6.4                               Compliance with Laws. The Program, the granting, crediting, and lapse of forfeiture restrictions applicable to Awards under the Program and the issuance and delivery of Shares under Awards granted or awarded under the Program are subject to compliance with all Applicable Law (including but not limited to state, federal and foreign securities law and margin requirements), and to such approvals by any listing, regulatory or governmental authority as may, in the opinion of counsel for the Company, be necessary or advisable in connection therewith. Any securities delivered under the Program shall be subject to such restrictions, and the person acquiring such securities shall, if requested by the Company, provide such assurances and representations to the Company as the Company may deem necessary or desirable to assure compliance with all Applicable Law. To the extent permitted by Applicable Law, the Program and Awards granted or awarded hereunder shall be deemed amended to the extent necessary to conform to Applicable Law.

 

6.5                               No Right to Awards. No Eligible Employee shall have any claim to be granted any Award pursuant to the Program, and neither the Company nor the Committee is obligated to treat Eligible Employees uniformly.

 

6.6                               Unfunded Status of Awards. The Program is intended to be an “unfunded” plan for incentive compensation. With respect to any payments not yet made to a Participant pursuant to an Award, nothing contained in the Program or any Award Certificate shall give the Participant any rights that are greater than those of a general creditor of the Company or any Subsidiary.

 

6.7                               Relationship to Other Benefits. No issuance of Restricted Stock or Shares pursuant to the Program shall be taken into account in determining any benefits under any pension, retirement, savings, profit sharing, group insurance, welfare or other benefit plan of the Company or any Subsidiary except to the extent otherwise expressly provided in writing in such other plan or an agreement thereunder.

 

6.8                               Rights as Shareholders. During the Award Period, the Participant shall be entitled to vote any Restricted Stock  credited to his or her account during the Restriction Period.  During the Award Period, a Participant shall be entitled to dividends on Performance Shares credited to his or her account, which dividends shall be accrued and paid, if and when the Performance Shares are vested and paid out to the Participant in accordance with this Program.

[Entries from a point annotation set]
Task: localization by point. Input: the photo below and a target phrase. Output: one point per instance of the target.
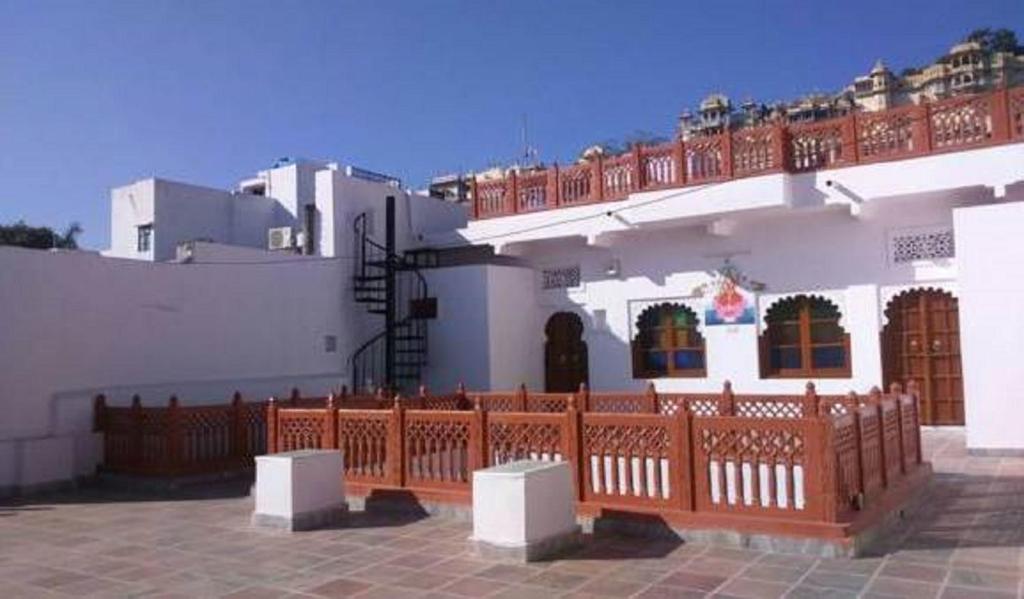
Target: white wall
(990, 259)
(75, 324)
(485, 332)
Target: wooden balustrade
(805, 458)
(950, 125)
(178, 440)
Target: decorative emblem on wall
(731, 297)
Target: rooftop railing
(950, 125)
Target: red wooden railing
(181, 440)
(949, 125)
(807, 458)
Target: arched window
(804, 338)
(668, 343)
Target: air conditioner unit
(280, 238)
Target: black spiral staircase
(392, 288)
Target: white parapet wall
(990, 258)
(76, 324)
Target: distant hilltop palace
(984, 60)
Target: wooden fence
(804, 458)
(811, 459)
(955, 124)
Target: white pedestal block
(299, 490)
(524, 511)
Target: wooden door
(921, 342)
(564, 353)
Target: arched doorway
(565, 362)
(921, 342)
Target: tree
(39, 238)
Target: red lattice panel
(769, 408)
(300, 429)
(961, 122)
(659, 167)
(816, 145)
(887, 134)
(754, 152)
(908, 415)
(551, 402)
(620, 176)
(526, 436)
(847, 462)
(870, 450)
(437, 448)
(705, 159)
(752, 465)
(574, 182)
(628, 459)
(363, 438)
(891, 438)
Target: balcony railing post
(597, 178)
(476, 198)
(650, 398)
(330, 424)
(1000, 115)
(478, 454)
(395, 445)
(238, 438)
(99, 414)
(638, 179)
(811, 402)
(679, 161)
(271, 426)
(135, 455)
(512, 186)
(727, 405)
(583, 398)
(681, 474)
(921, 127)
(574, 451)
(849, 150)
(726, 154)
(781, 147)
(173, 440)
(551, 199)
(858, 437)
(824, 454)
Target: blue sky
(95, 94)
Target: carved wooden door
(921, 342)
(564, 353)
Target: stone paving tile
(749, 589)
(473, 587)
(900, 588)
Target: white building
(851, 253)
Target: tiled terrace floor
(968, 544)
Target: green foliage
(39, 238)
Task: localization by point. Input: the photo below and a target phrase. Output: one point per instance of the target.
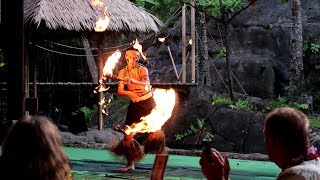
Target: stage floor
(92, 164)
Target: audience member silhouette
(33, 150)
(287, 144)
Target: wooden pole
(26, 70)
(13, 24)
(184, 69)
(100, 73)
(193, 45)
(173, 64)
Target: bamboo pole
(100, 73)
(173, 64)
(184, 71)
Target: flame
(110, 64)
(138, 46)
(165, 100)
(161, 39)
(96, 3)
(103, 22)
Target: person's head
(286, 136)
(33, 149)
(132, 57)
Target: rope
(215, 68)
(125, 46)
(213, 63)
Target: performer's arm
(133, 97)
(145, 78)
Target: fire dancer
(135, 84)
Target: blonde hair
(33, 150)
(289, 127)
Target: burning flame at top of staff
(135, 44)
(96, 3)
(162, 39)
(111, 63)
(107, 72)
(165, 100)
(103, 22)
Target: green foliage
(242, 104)
(209, 137)
(192, 129)
(315, 48)
(213, 6)
(283, 102)
(239, 104)
(222, 53)
(221, 101)
(314, 122)
(89, 112)
(276, 103)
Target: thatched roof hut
(79, 15)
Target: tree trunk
(228, 64)
(296, 65)
(227, 28)
(204, 66)
(90, 60)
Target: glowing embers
(165, 100)
(136, 45)
(103, 22)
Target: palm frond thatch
(79, 15)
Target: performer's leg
(155, 143)
(134, 153)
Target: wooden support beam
(173, 64)
(100, 74)
(193, 45)
(13, 48)
(184, 67)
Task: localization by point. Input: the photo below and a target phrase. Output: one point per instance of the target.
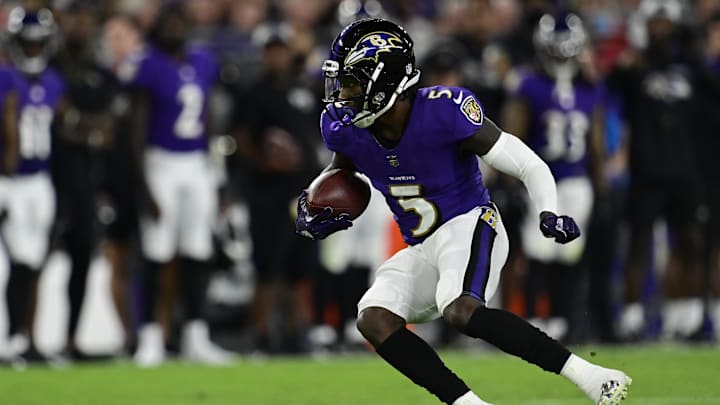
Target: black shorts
(677, 201)
(123, 225)
(278, 253)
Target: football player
(172, 84)
(31, 197)
(557, 111)
(420, 148)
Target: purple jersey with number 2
(424, 179)
(178, 93)
(38, 100)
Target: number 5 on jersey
(409, 196)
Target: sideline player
(557, 111)
(171, 84)
(31, 196)
(419, 147)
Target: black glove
(321, 225)
(562, 228)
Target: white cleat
(151, 347)
(614, 391)
(197, 347)
(608, 386)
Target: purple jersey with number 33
(178, 94)
(424, 179)
(560, 122)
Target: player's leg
(404, 290)
(567, 280)
(198, 213)
(683, 281)
(79, 243)
(644, 206)
(158, 243)
(468, 279)
(31, 209)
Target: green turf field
(663, 375)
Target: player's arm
(508, 154)
(10, 133)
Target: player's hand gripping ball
(561, 228)
(330, 203)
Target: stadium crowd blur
(650, 268)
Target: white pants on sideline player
(185, 190)
(420, 281)
(575, 198)
(30, 202)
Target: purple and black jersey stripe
(477, 271)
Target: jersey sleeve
(469, 116)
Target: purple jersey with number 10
(424, 179)
(178, 94)
(560, 122)
(38, 100)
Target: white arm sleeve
(511, 156)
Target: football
(341, 189)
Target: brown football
(341, 189)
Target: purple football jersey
(560, 121)
(424, 179)
(178, 94)
(38, 100)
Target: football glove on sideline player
(561, 228)
(318, 226)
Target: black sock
(195, 279)
(76, 290)
(19, 293)
(414, 358)
(515, 336)
(149, 293)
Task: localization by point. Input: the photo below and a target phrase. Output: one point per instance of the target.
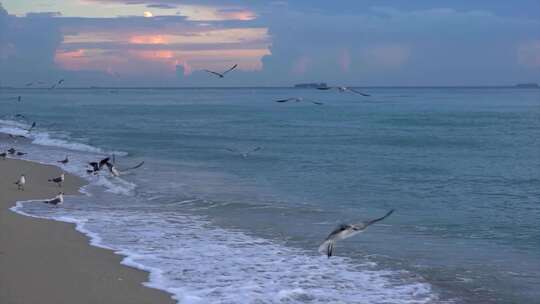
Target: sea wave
(199, 263)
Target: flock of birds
(341, 89)
(343, 231)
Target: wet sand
(49, 262)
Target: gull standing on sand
(346, 231)
(57, 200)
(58, 180)
(344, 89)
(221, 75)
(21, 182)
(299, 99)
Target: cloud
(162, 6)
(529, 54)
(386, 56)
(298, 41)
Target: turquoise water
(460, 166)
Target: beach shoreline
(50, 262)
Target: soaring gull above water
(64, 161)
(21, 182)
(115, 172)
(346, 231)
(299, 99)
(221, 75)
(343, 89)
(244, 154)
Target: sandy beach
(49, 262)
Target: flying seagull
(64, 161)
(96, 166)
(299, 99)
(346, 231)
(344, 89)
(21, 182)
(58, 200)
(58, 180)
(221, 75)
(244, 154)
(54, 86)
(116, 172)
(32, 127)
(15, 137)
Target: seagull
(58, 200)
(96, 166)
(244, 154)
(346, 231)
(343, 89)
(112, 169)
(221, 75)
(57, 84)
(21, 182)
(32, 127)
(299, 99)
(15, 137)
(64, 161)
(58, 180)
(117, 173)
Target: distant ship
(528, 85)
(312, 85)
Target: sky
(275, 43)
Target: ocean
(460, 166)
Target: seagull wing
(103, 162)
(135, 167)
(215, 73)
(232, 68)
(284, 100)
(371, 222)
(358, 92)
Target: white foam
(199, 263)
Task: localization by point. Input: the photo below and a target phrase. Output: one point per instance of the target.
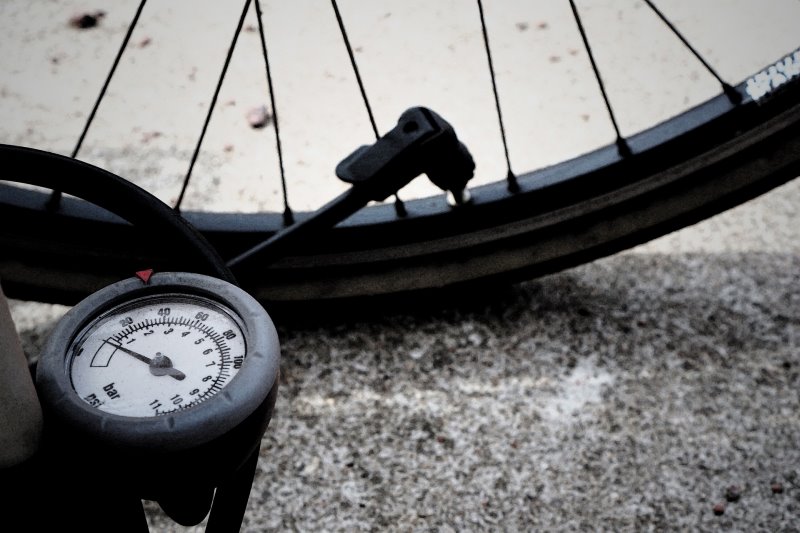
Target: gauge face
(156, 355)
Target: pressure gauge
(167, 381)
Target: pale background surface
(626, 394)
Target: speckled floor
(629, 394)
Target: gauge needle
(160, 365)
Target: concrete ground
(634, 393)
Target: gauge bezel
(188, 428)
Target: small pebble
(86, 20)
(258, 117)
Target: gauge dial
(156, 355)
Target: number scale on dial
(157, 355)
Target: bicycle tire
(704, 161)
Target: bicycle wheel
(702, 161)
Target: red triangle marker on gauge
(144, 275)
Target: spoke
(732, 94)
(398, 203)
(55, 198)
(511, 178)
(622, 145)
(354, 64)
(288, 217)
(188, 177)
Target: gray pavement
(627, 394)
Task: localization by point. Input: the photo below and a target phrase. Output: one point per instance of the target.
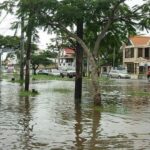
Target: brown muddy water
(50, 120)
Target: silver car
(119, 74)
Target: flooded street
(50, 120)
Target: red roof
(140, 40)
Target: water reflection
(24, 121)
(51, 120)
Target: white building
(66, 59)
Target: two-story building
(66, 59)
(136, 55)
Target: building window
(140, 52)
(129, 53)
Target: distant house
(66, 59)
(136, 55)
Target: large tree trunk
(79, 59)
(28, 52)
(96, 88)
(22, 50)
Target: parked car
(54, 72)
(44, 72)
(119, 74)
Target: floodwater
(50, 120)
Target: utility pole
(0, 65)
(79, 63)
(1, 51)
(22, 50)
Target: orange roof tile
(140, 40)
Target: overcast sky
(44, 38)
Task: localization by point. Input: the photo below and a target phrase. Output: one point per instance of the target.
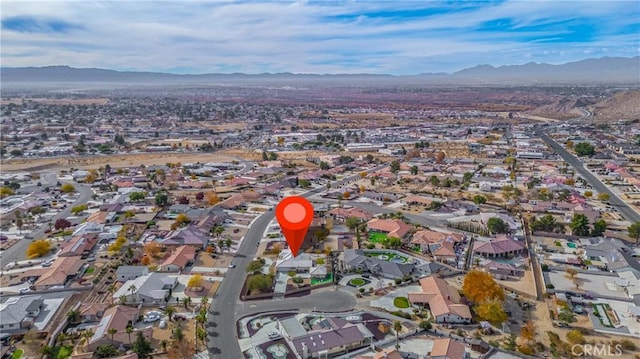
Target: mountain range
(600, 70)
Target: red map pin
(295, 215)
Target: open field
(115, 161)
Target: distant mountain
(606, 69)
(602, 70)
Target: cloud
(400, 37)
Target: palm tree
(132, 289)
(397, 327)
(111, 289)
(201, 334)
(46, 350)
(112, 332)
(87, 334)
(170, 311)
(186, 301)
(353, 224)
(129, 331)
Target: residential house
(331, 336)
(313, 264)
(92, 312)
(446, 348)
(79, 245)
(18, 313)
(443, 301)
(341, 214)
(427, 237)
(150, 289)
(119, 318)
(500, 247)
(391, 227)
(355, 259)
(61, 271)
(125, 273)
(190, 235)
(179, 259)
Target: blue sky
(393, 37)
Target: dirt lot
(119, 160)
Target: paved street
(628, 212)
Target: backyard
(401, 302)
(376, 237)
(388, 256)
(327, 279)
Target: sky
(380, 37)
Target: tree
(67, 188)
(161, 199)
(634, 231)
(479, 286)
(142, 346)
(394, 167)
(170, 311)
(579, 225)
(584, 149)
(492, 312)
(106, 351)
(259, 282)
(528, 331)
(479, 199)
(575, 337)
(599, 227)
(38, 248)
(497, 225)
(195, 281)
(112, 332)
(61, 223)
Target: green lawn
(401, 302)
(17, 354)
(327, 279)
(62, 352)
(377, 237)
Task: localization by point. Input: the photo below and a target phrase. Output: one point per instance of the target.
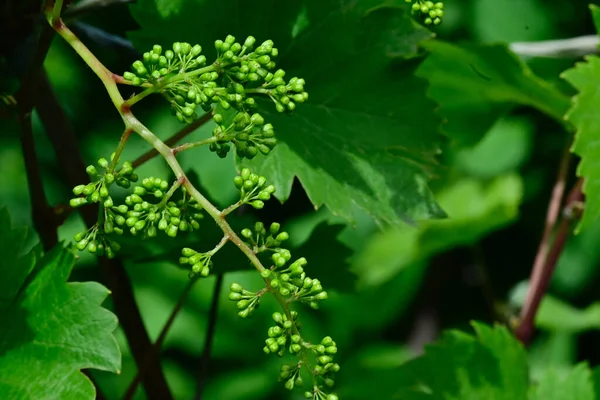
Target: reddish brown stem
(539, 282)
(210, 333)
(174, 139)
(62, 137)
(153, 353)
(551, 218)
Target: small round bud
(236, 288)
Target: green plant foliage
(556, 315)
(389, 252)
(585, 77)
(476, 84)
(385, 174)
(490, 365)
(416, 174)
(577, 384)
(51, 329)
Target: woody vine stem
(183, 72)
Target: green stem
(218, 247)
(141, 96)
(170, 193)
(133, 124)
(56, 10)
(122, 143)
(187, 146)
(176, 78)
(231, 208)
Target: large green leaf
(585, 77)
(577, 385)
(51, 330)
(476, 84)
(475, 209)
(490, 365)
(367, 137)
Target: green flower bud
(77, 202)
(249, 42)
(78, 190)
(79, 236)
(265, 273)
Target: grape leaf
(475, 210)
(595, 16)
(585, 77)
(327, 258)
(367, 136)
(476, 84)
(490, 365)
(51, 329)
(577, 384)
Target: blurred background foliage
(393, 289)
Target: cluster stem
(132, 124)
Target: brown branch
(210, 332)
(62, 136)
(153, 353)
(42, 213)
(174, 139)
(539, 282)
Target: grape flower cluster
(150, 208)
(241, 73)
(228, 87)
(431, 12)
(290, 282)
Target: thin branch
(45, 220)
(188, 129)
(42, 214)
(62, 136)
(539, 283)
(564, 48)
(62, 211)
(552, 215)
(210, 332)
(86, 6)
(153, 353)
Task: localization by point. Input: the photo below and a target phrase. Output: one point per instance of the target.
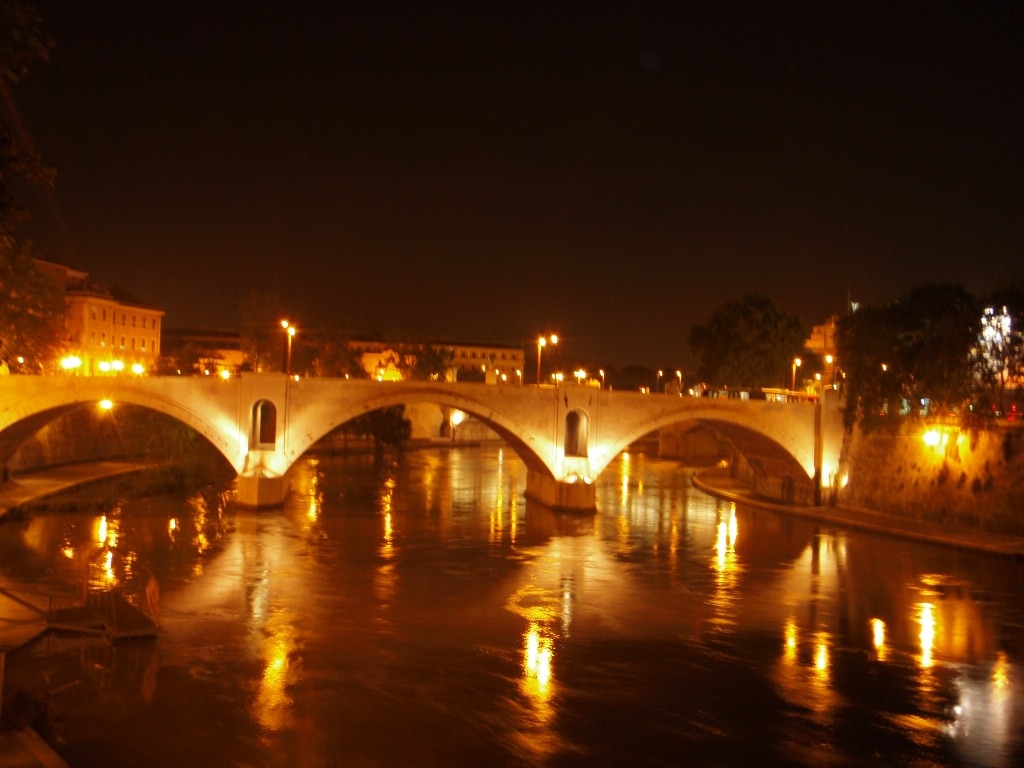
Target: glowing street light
(290, 331)
(541, 343)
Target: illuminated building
(105, 332)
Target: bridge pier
(260, 488)
(560, 495)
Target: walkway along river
(426, 614)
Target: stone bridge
(566, 435)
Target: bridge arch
(38, 406)
(768, 446)
(320, 422)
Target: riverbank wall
(940, 474)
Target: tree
(335, 355)
(385, 427)
(32, 305)
(998, 356)
(910, 357)
(426, 361)
(262, 336)
(748, 343)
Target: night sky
(488, 171)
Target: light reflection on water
(424, 613)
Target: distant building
(822, 343)
(499, 364)
(105, 332)
(214, 352)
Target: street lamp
(289, 335)
(541, 343)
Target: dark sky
(492, 170)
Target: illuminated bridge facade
(566, 435)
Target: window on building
(577, 433)
(264, 425)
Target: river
(425, 614)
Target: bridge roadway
(566, 435)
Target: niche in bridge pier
(263, 429)
(577, 433)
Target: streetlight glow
(541, 343)
(290, 334)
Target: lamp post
(541, 343)
(289, 335)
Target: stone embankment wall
(79, 435)
(966, 479)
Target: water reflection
(423, 612)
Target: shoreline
(40, 484)
(719, 483)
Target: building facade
(105, 333)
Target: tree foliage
(32, 309)
(262, 337)
(427, 361)
(386, 427)
(334, 354)
(32, 305)
(998, 356)
(748, 343)
(911, 356)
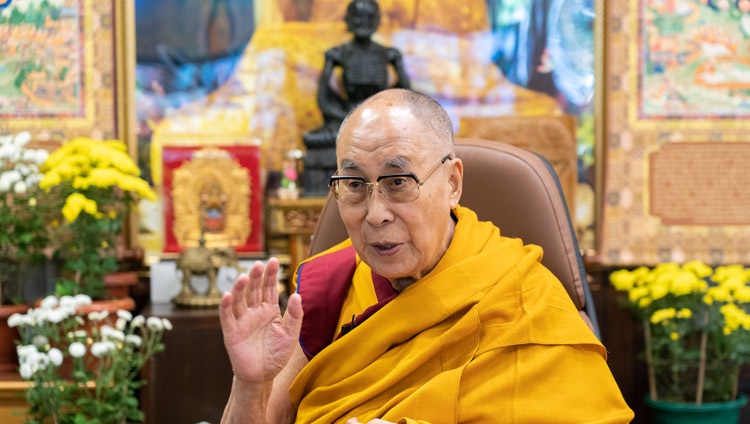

__Requests__.
1. Reproduce the award program excerpt word for word, from "6.7                               Relationship to" up to and including "an agreement thereunder.".
2. According to the award program excerpt, what kind of plan is the Program intended to be?

__Responses per task__.
1.
6.7                               Relationship to Other Benefits. No issuance of Restricted Stock or Shares pursuant to the Program shall be taken into account in determining any benefits under any pension, retirement, savings, profit sharing, group insurance, welfare or other benefit plan of the Company or any Subsidiary except to the extent otherwise expressly provided in writing in such other plan or an agreement thereunder.

2. An "unfunded" plan for incentive compensation.